- DATA PROVIDED -

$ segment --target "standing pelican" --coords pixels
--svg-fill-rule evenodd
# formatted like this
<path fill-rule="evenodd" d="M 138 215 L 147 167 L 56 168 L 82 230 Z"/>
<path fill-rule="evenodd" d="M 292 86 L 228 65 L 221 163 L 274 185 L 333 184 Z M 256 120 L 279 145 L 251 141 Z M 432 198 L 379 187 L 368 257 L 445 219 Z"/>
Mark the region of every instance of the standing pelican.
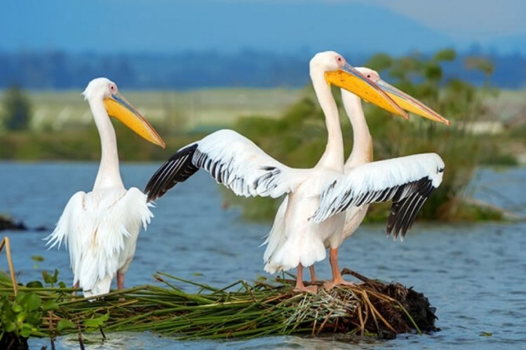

- WHAT YOU HAVE TO DO -
Rewrite these lines with each "pelican" changed to "flamingo" and everything else left as it is. Leave the picture out of your answer.

- THE RESPONSE -
$ segment --target "standing flamingo" --coords pixels
--svg-fill-rule evenodd
# formatted like this
<path fill-rule="evenodd" d="M 138 215 L 147 167 L 56 168 L 82 230 Z"/>
<path fill-rule="evenodd" d="M 292 86 L 228 65 L 221 163 L 274 185 L 333 184 Z M 256 120 L 279 145 L 251 141 Z M 432 198 L 379 187 L 368 257 L 445 219 Z"/>
Mark the region of every instance of the standing flamingo.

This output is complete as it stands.